■ **Requirement**
Exactly the lines from the opening of the records through the line containing "box: [128, 205, 418, 263]" should be copied, with both included.

(Stored items)
■ ■ ■ ■ ■
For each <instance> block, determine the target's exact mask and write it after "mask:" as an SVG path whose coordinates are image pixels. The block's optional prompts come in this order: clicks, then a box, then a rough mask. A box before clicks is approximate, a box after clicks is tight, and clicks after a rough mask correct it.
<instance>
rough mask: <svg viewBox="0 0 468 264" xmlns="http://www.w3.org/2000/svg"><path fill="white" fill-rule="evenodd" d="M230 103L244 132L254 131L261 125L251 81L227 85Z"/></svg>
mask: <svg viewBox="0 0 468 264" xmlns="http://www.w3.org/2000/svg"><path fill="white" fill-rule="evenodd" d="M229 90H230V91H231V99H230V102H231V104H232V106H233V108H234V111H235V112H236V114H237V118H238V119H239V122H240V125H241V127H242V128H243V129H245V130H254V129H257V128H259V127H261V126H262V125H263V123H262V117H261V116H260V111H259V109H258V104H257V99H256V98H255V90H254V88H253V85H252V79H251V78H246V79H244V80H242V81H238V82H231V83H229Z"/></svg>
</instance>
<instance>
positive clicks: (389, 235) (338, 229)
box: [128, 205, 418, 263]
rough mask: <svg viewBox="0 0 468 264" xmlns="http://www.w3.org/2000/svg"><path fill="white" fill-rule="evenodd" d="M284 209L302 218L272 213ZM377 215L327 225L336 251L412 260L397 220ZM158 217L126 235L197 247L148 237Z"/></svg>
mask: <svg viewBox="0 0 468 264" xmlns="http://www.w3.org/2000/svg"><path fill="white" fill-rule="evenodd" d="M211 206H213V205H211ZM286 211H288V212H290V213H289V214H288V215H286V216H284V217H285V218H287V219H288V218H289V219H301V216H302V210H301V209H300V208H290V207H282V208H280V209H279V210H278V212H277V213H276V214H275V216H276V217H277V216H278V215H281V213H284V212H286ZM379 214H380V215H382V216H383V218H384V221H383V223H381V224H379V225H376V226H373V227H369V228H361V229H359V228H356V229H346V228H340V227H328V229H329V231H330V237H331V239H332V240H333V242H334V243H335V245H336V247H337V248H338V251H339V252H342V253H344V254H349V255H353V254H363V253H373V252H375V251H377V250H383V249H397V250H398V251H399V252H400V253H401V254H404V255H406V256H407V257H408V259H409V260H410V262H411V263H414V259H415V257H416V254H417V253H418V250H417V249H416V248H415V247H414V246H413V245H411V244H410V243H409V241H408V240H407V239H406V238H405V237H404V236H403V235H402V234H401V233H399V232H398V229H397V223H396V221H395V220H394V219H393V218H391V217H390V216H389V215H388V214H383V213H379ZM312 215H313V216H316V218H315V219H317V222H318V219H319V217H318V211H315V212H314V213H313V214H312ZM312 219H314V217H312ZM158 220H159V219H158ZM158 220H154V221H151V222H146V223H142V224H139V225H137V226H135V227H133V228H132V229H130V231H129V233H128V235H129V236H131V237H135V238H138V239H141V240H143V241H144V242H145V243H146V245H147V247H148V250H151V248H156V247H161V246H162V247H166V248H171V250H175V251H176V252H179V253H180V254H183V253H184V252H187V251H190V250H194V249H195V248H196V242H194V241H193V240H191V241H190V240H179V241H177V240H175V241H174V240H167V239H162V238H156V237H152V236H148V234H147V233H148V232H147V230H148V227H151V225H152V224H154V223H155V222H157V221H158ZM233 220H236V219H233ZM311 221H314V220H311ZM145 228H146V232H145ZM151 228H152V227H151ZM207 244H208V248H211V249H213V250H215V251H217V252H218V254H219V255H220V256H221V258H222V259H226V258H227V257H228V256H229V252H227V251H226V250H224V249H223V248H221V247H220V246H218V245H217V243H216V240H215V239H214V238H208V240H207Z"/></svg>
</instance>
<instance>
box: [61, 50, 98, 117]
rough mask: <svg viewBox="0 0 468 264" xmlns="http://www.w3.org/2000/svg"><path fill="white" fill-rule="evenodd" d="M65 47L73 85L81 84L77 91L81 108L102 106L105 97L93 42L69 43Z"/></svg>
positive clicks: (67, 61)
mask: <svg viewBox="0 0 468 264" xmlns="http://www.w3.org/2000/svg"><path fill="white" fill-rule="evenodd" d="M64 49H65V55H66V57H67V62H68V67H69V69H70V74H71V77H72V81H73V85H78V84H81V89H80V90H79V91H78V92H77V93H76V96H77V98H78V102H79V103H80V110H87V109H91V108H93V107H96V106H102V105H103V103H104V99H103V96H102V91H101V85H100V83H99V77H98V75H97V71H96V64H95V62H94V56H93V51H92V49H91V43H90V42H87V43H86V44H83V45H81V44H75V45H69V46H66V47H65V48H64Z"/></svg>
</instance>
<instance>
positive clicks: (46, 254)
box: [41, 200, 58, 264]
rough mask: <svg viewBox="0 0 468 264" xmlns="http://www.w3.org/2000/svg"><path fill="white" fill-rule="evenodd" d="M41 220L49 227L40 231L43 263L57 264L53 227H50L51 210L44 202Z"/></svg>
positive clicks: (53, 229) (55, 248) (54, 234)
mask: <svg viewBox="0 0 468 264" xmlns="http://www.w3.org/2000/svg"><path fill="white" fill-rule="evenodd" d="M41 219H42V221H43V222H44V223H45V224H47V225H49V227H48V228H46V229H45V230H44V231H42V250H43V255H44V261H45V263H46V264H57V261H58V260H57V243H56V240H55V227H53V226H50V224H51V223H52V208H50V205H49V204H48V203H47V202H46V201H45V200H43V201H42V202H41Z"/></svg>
■ ■ ■ ■ ■
■ **Output below**
For each <instance> block, determine the target's exact mask and write it after "mask:" as an SVG path whose coordinates are image pixels. The block's optional prompts come in this order: clicks, then a box, then a rough mask. A box before clicks is approximate, a box after clicks is tight, and clicks after a rough mask correct it.
<instance>
rough mask: <svg viewBox="0 0 468 264" xmlns="http://www.w3.org/2000/svg"><path fill="white" fill-rule="evenodd" d="M230 103L244 132L254 131L261 125L251 81L227 85Z"/></svg>
mask: <svg viewBox="0 0 468 264" xmlns="http://www.w3.org/2000/svg"><path fill="white" fill-rule="evenodd" d="M229 90H230V91H231V99H230V102H231V104H232V106H233V108H234V111H235V112H236V114H237V118H238V119H239V122H240V125H241V127H242V128H243V129H245V130H254V129H257V128H259V127H261V126H262V125H263V123H262V117H261V116H260V111H259V109H258V104H257V99H256V98H255V90H254V88H253V85H252V79H251V78H246V79H244V80H242V81H238V82H231V83H229Z"/></svg>
</instance>
<instance>
positive clicks: (389, 235) (338, 229)
box: [128, 205, 418, 263]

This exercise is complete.